TASK TO CARRY OUT:
Of all the lines below, return only those starting with the line holding "Where can the step" and going on through the line holding "Where can the staircase", exactly as written.

DATA TO PROCESS:
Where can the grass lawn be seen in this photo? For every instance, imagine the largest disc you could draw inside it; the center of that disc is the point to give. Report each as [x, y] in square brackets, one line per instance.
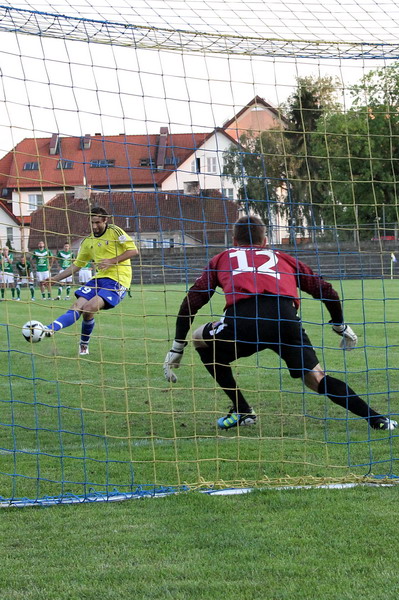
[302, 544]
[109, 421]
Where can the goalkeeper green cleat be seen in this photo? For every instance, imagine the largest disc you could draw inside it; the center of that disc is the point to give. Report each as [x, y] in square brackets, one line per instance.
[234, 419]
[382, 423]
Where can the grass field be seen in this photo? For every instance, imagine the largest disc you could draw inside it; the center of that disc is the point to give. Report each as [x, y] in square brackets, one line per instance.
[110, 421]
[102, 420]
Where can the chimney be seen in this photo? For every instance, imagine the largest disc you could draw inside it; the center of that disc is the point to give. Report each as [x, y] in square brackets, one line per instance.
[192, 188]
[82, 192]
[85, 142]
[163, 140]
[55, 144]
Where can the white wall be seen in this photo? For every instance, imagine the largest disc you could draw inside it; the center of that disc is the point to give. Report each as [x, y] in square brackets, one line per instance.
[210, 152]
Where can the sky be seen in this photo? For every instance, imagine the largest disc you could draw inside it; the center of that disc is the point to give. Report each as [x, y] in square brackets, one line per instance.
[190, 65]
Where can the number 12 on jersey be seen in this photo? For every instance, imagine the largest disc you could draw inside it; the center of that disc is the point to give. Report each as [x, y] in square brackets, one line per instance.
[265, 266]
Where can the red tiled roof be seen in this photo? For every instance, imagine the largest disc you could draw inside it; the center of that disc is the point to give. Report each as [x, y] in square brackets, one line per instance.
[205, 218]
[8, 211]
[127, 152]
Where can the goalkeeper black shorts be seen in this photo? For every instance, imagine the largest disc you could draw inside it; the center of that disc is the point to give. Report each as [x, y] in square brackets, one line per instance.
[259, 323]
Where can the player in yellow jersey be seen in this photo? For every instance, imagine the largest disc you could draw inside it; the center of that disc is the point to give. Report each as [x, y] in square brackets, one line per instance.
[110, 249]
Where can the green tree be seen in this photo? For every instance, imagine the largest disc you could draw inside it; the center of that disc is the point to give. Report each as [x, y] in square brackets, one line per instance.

--

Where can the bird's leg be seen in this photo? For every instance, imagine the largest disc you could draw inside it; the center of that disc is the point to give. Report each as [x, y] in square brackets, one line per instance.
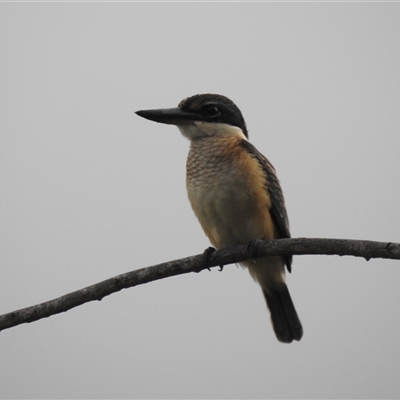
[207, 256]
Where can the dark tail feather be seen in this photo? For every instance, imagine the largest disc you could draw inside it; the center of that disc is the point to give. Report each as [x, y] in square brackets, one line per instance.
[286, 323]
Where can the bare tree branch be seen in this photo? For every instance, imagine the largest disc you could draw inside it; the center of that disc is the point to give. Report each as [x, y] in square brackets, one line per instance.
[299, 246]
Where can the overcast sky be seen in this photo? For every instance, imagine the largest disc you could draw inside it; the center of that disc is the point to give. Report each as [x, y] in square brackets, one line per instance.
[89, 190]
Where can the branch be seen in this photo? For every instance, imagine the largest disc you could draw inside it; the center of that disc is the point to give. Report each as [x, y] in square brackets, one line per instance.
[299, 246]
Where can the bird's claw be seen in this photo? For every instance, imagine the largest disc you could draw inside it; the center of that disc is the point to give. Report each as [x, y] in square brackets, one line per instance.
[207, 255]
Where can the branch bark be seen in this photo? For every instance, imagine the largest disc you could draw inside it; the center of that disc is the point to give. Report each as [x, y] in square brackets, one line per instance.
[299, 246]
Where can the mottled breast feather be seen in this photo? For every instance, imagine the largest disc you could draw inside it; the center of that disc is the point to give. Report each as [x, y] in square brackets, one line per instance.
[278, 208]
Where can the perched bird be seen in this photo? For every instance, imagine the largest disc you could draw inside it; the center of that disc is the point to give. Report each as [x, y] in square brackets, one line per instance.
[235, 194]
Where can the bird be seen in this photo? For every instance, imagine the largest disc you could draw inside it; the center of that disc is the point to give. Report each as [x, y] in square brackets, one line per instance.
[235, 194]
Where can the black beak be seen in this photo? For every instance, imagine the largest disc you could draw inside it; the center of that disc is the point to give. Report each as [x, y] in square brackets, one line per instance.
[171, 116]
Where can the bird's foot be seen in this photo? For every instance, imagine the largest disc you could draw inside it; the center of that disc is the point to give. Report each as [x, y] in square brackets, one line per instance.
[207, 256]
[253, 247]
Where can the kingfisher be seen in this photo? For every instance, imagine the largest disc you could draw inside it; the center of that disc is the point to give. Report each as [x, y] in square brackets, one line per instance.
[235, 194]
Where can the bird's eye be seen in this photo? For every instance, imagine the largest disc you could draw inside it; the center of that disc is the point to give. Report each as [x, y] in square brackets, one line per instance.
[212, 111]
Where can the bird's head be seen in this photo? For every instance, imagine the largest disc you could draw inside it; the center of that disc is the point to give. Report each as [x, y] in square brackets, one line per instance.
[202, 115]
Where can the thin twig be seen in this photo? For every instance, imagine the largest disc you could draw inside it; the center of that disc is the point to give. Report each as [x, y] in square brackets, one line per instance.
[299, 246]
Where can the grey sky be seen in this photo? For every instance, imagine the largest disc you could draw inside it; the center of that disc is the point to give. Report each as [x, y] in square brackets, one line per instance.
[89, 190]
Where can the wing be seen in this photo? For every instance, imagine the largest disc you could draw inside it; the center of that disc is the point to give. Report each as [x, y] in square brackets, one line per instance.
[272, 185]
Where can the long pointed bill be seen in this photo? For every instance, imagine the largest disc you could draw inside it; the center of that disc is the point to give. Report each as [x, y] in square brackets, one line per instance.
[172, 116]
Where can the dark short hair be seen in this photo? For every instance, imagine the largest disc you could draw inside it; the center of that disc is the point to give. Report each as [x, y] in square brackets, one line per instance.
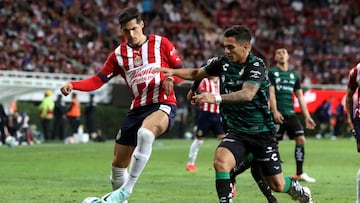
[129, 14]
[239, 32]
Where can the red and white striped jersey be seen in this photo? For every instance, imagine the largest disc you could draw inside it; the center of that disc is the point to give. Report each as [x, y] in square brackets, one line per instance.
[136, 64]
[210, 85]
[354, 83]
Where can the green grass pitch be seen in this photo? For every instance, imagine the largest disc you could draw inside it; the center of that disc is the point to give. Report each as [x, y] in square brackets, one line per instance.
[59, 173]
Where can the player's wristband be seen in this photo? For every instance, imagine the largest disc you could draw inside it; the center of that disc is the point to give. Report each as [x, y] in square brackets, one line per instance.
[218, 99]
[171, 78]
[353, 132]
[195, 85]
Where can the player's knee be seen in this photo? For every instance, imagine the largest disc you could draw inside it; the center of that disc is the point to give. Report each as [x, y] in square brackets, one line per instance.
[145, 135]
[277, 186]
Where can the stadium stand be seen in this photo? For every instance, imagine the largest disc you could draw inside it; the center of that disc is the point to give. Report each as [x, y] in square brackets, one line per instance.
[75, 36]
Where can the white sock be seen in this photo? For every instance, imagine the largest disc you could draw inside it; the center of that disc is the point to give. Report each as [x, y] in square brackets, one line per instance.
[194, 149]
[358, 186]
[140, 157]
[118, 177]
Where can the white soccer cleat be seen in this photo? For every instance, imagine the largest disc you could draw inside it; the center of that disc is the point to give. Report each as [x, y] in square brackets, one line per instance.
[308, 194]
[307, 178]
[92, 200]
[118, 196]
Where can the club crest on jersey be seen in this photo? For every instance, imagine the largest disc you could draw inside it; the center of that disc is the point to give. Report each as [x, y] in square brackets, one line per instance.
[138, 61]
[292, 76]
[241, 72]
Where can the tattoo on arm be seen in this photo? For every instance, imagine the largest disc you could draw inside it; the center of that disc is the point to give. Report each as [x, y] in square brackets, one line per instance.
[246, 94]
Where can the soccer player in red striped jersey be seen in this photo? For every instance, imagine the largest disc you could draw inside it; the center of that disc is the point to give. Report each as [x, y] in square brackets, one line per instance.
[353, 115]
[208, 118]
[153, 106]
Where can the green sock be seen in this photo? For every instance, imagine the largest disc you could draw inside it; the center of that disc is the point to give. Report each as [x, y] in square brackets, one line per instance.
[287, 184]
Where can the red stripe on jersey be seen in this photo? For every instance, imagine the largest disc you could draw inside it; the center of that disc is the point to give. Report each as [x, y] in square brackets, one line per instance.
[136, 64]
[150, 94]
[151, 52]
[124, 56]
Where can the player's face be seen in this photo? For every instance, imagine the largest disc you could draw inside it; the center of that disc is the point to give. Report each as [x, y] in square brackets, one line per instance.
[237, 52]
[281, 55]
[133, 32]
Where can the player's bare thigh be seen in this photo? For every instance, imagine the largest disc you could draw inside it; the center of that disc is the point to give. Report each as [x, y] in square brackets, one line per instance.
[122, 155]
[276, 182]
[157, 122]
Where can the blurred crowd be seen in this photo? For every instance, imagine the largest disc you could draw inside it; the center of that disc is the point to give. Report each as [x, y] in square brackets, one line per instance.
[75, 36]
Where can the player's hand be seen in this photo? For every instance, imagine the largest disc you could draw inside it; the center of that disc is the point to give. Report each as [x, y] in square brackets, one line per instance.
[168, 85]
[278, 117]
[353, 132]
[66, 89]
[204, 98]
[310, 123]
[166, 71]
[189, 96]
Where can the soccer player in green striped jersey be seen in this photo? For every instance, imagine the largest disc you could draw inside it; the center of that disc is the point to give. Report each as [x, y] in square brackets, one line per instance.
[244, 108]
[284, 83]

* * *

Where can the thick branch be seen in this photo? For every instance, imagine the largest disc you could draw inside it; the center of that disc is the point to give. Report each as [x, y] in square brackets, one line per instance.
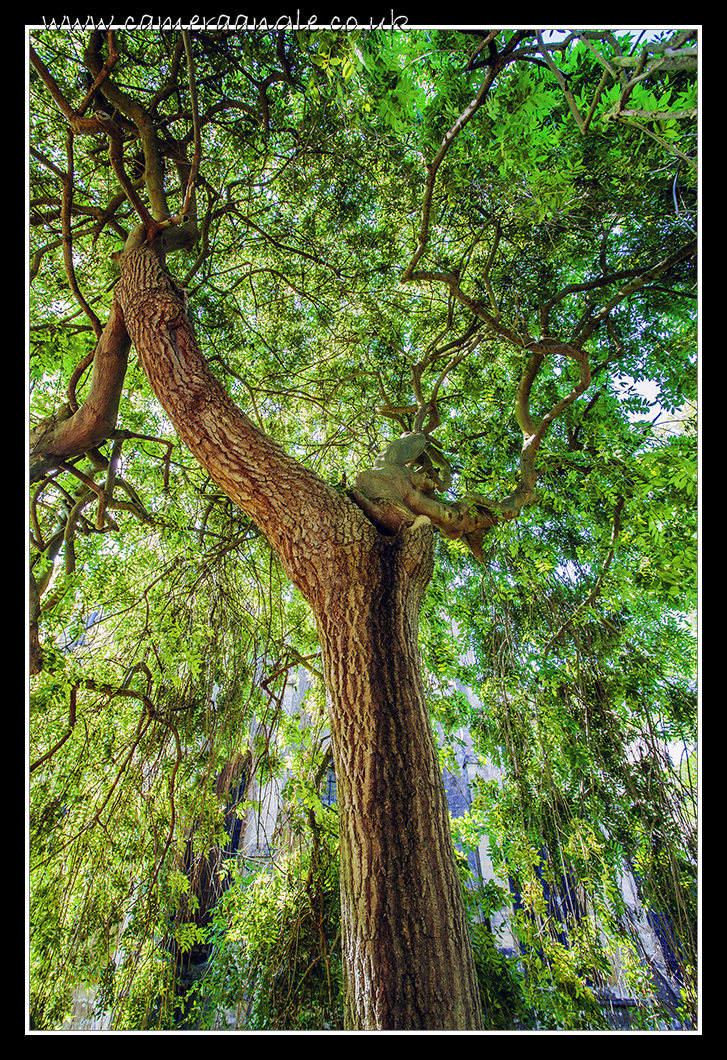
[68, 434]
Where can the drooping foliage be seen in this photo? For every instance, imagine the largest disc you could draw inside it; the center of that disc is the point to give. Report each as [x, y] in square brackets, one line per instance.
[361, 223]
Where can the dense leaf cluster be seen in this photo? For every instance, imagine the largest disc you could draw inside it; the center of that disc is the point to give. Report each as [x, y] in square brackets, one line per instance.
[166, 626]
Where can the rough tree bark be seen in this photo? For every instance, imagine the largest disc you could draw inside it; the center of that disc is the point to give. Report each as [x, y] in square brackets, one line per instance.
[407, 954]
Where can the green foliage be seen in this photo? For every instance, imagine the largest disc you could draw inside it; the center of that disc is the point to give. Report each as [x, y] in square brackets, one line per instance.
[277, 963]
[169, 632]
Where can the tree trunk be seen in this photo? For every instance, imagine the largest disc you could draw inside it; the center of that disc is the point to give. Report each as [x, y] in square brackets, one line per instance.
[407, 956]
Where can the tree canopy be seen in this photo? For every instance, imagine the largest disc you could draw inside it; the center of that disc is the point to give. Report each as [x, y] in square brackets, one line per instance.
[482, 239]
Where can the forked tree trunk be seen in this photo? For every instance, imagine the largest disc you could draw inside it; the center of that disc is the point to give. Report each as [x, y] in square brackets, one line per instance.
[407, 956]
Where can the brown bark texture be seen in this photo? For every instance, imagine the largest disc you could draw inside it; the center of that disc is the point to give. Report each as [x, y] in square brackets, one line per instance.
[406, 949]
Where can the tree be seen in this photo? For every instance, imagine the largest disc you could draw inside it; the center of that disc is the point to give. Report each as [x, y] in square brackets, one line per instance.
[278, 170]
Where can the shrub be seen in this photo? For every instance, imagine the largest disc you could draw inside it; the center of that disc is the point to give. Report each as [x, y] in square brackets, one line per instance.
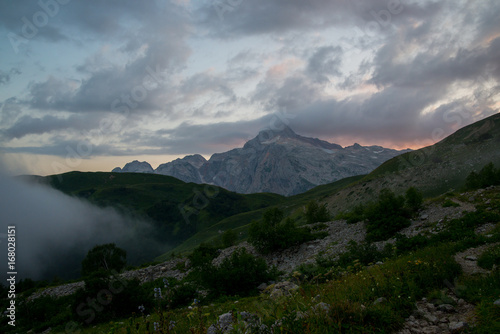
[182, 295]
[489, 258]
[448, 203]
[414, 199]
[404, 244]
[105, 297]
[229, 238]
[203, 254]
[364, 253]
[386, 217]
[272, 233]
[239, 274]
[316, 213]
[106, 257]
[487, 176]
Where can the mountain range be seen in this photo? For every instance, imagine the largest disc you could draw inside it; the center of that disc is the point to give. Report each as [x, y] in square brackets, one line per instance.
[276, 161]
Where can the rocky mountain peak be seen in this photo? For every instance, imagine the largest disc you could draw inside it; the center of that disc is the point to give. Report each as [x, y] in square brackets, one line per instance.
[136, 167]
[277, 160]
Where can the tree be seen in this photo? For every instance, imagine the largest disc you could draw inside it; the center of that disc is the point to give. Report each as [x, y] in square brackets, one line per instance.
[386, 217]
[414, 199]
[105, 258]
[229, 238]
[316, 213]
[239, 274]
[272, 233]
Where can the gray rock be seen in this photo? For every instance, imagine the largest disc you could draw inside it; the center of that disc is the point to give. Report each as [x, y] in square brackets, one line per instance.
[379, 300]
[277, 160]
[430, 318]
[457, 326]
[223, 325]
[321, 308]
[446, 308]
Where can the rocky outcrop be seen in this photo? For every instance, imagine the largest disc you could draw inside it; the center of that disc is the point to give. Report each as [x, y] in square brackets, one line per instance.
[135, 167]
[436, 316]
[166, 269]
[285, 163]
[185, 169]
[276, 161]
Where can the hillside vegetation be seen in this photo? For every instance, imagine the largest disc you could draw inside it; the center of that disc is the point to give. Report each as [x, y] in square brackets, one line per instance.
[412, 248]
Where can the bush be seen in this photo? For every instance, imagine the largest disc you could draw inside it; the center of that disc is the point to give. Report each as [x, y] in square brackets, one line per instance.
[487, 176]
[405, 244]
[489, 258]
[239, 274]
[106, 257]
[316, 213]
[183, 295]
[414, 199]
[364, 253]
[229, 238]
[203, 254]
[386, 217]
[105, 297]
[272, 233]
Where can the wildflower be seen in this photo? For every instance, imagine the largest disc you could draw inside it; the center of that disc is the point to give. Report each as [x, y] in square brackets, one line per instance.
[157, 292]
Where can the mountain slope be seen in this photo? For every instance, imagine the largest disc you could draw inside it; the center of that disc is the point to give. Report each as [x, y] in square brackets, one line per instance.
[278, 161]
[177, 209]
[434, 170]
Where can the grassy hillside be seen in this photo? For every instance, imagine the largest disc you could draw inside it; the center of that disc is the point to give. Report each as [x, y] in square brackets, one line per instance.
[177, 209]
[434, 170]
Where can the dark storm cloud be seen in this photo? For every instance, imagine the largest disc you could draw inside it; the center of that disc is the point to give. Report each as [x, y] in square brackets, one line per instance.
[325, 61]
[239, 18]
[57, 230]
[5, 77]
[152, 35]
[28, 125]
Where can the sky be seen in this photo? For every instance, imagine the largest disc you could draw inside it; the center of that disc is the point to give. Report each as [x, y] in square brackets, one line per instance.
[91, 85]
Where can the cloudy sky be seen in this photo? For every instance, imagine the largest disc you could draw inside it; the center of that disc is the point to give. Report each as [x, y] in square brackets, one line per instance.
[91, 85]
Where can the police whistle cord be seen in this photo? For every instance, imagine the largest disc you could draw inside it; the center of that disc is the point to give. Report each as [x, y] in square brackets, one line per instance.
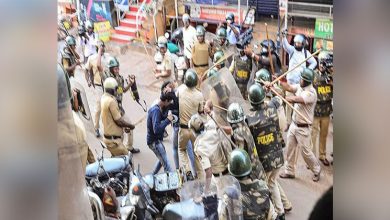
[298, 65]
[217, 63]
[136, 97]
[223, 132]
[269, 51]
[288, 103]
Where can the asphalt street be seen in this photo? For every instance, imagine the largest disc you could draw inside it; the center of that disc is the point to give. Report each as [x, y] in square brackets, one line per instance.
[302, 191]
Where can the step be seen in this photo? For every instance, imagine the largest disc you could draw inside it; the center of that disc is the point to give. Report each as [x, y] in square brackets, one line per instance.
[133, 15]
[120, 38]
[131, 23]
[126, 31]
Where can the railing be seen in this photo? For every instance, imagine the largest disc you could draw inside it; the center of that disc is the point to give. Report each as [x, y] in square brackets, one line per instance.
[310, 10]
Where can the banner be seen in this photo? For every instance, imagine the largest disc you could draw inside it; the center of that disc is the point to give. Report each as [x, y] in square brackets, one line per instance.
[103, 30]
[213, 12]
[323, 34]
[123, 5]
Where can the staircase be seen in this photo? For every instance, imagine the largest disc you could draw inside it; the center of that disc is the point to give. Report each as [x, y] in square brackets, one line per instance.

OUTPUT OF THE TASK:
Where can the step be seen in this photo? For every instance, imagine the largest disc you could draw inside it; the center of that disc is the point to give. Report each as [x, y] in square brackets, one line per instance.
[133, 15]
[120, 38]
[131, 23]
[126, 31]
Where can the railing be seen in this photo? For every instance, imagine the largest disc you could draw inside it; the center of that disc is the point to give. Report each as [x, y] in square brackets, one line per instance.
[310, 10]
Where can the banner be seen in this photo? For every instance, imagine the largest disc you could draw inside it; the center of that disc is the point to give. Report each as [x, y] in square brackets, one line per instance.
[103, 30]
[213, 12]
[323, 34]
[123, 5]
Where can the staircase be seen in this photo? For every instance, imagine the largest disc you could draw inside it; the center of that disc is the point to give. Report each as [x, y] in square brackets, one line per instance.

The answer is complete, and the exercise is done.